BEGIN PAGE EXTRACT
# "Into Thine Hand I Commit My Spirit"



## VirginiaHuguenot (Nov 13, 2008)

I am struck by how many through the ages have died with these words from Psalm 31.5 on their lips: "Into thine hand I commit my spirit" (or a variation thereof). Here is a list of some that I have compiled from various sources.

Our Lord Jesus Christ (Luke 23.46)
Stephen (Acts 7.59)
Basil the Great (January 1, 379)
Charlemagne (January 28, 814)
Thomas Becket (December 29, 1170)
John Hus (July 6, 1415)
Jerome of Prague (May 30, 1416)
Christopher Columbus (May 20, 1506)
John Haughton (May 4, 1535)
John Fisher (June 22, 1535)
Thomas Cromwell (July 28, 1540)
Martin Luther (February 18, 1546)
George Wishart (March 1, 1546)
Lady Jane Grey (February 12, 1554)
Duke of Suffolk (February 23, 1554)
John Hooper (February 9, 1555)
Nicholas Ridley (October 16, 1555)
Julian Palmer (July 11, 1556)
Charles V (September 21, 1558)
END PAGE EXTRACT
Reproduce the forum post above on people who died with the words of Psalm 31:5, word for word and from beginning to end.
BEGIN DATASET EXCERPTS
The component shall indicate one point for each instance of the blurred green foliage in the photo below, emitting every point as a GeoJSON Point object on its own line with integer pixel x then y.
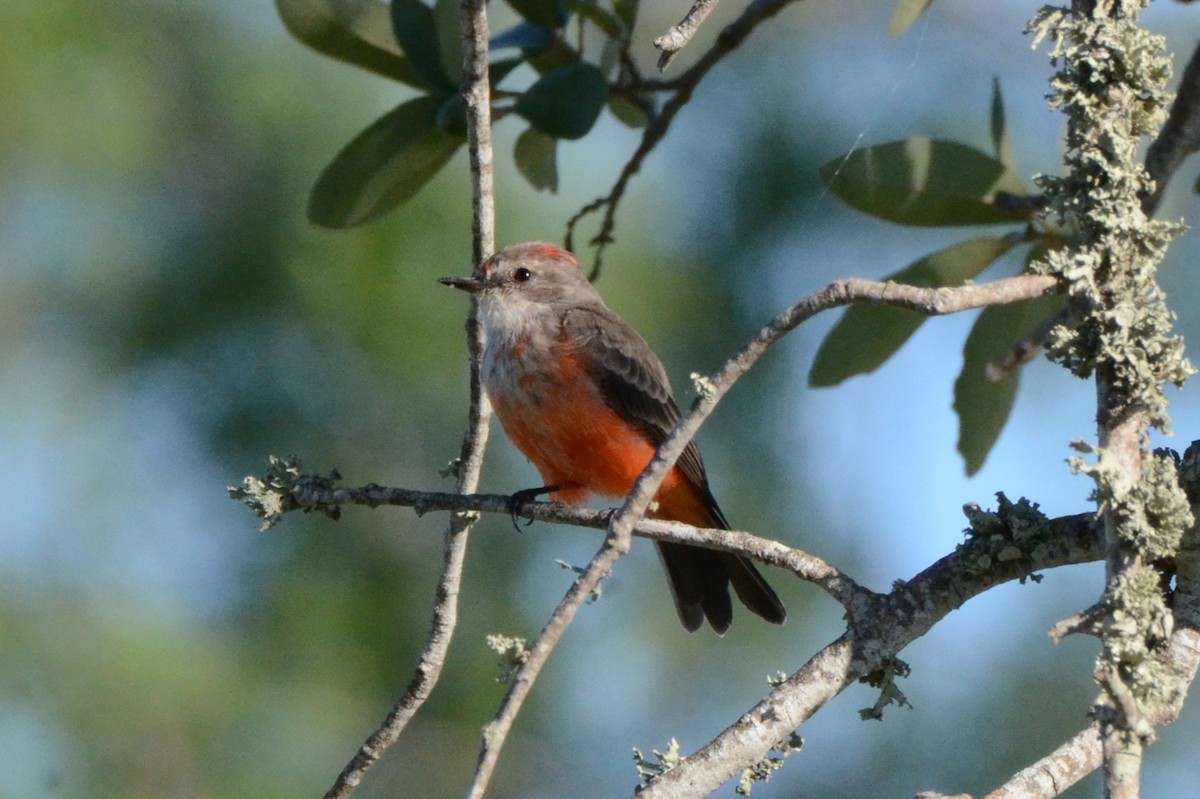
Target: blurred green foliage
{"type": "Point", "coordinates": [169, 318]}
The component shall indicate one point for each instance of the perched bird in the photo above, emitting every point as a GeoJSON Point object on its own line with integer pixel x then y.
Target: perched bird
{"type": "Point", "coordinates": [582, 395]}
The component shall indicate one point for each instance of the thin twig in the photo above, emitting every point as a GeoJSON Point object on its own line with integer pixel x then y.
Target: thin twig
{"type": "Point", "coordinates": [905, 614]}
{"type": "Point", "coordinates": [473, 22]}
{"type": "Point", "coordinates": [1083, 754]}
{"type": "Point", "coordinates": [1180, 136]}
{"type": "Point", "coordinates": [678, 36]}
{"type": "Point", "coordinates": [1024, 350]}
{"type": "Point", "coordinates": [315, 496]}
{"type": "Point", "coordinates": [933, 301]}
{"type": "Point", "coordinates": [683, 86]}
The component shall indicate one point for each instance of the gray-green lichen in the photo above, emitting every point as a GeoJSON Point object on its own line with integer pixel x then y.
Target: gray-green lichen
{"type": "Point", "coordinates": [1111, 85]}
{"type": "Point", "coordinates": [663, 762]}
{"type": "Point", "coordinates": [514, 653]}
{"type": "Point", "coordinates": [771, 763]}
{"type": "Point", "coordinates": [270, 496]}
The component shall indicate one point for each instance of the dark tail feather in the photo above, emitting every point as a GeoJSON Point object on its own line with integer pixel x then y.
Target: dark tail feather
{"type": "Point", "coordinates": [700, 583]}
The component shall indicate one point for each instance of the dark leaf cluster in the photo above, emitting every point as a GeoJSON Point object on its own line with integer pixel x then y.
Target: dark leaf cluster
{"type": "Point", "coordinates": [929, 182]}
{"type": "Point", "coordinates": [419, 46]}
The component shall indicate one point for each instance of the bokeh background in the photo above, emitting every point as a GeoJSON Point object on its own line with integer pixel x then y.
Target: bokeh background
{"type": "Point", "coordinates": [169, 318]}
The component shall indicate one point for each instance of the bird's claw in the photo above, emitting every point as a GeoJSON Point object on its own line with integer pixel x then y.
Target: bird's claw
{"type": "Point", "coordinates": [520, 498]}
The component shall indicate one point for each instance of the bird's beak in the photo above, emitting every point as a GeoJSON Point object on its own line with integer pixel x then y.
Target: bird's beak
{"type": "Point", "coordinates": [472, 284]}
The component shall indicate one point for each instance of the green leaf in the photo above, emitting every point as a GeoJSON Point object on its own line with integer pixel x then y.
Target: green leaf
{"type": "Point", "coordinates": [601, 18]}
{"type": "Point", "coordinates": [565, 102]}
{"type": "Point", "coordinates": [627, 110]}
{"type": "Point", "coordinates": [539, 12]}
{"type": "Point", "coordinates": [445, 19]}
{"type": "Point", "coordinates": [555, 54]}
{"type": "Point", "coordinates": [868, 335]}
{"type": "Point", "coordinates": [384, 166]}
{"type": "Point", "coordinates": [537, 158]}
{"type": "Point", "coordinates": [927, 182]}
{"type": "Point", "coordinates": [905, 14]}
{"type": "Point", "coordinates": [355, 31]}
{"type": "Point", "coordinates": [1001, 142]}
{"type": "Point", "coordinates": [625, 11]}
{"type": "Point", "coordinates": [983, 406]}
{"type": "Point", "coordinates": [412, 20]}
{"type": "Point", "coordinates": [499, 70]}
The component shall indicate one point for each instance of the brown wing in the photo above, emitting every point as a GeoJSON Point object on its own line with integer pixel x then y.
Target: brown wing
{"type": "Point", "coordinates": [635, 385]}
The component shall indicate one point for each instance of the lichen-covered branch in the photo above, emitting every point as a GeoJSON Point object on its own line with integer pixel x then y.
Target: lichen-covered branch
{"type": "Point", "coordinates": [1179, 138]}
{"type": "Point", "coordinates": [473, 24]}
{"type": "Point", "coordinates": [1012, 545]}
{"type": "Point", "coordinates": [678, 36]}
{"type": "Point", "coordinates": [1111, 86]}
{"type": "Point", "coordinates": [682, 89]}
END DATASET EXCERPTS
SOLUTION
# "Into Thine Hand I Commit My Spirit"



## VirginiaHuguenot (Nov 13, 2008)

I am struck by how many through the ages have died with these words from Psalm 31.5 on their lips: "Into thine hand I commit my spirit" (or a variation thereof). Here is a list of some that I have compiled from various sources.

Our Lord Jesus Christ (Luke 23.46)
Stephen (Acts 7.59)
Basil the Great (January 1, 379)
Charlemagne (January 28, 814)
Thomas Becket (December 29, 1170)
John Hus (July 6, 1415)
Jerome of Prague (May 30, 1416)
Christopher Columbus (May 20, 1506)
John Haughton (May 4, 1535)
John Fisher (June 22, 1535)
Thomas Cromwell (July 28, 1540)
Martin Luther (February 18, 1546)
George Wishart (March 1, 1546)
Lady Jane Grey (February 12, 1554)
Duke of Suffolk (February 23, 1554)
John Hooper (February 9, 1555)
Nicholas Ridley (October 16, 1555)
Julian Palmer (July 11, 1556)
Charles V (September 21, 1558)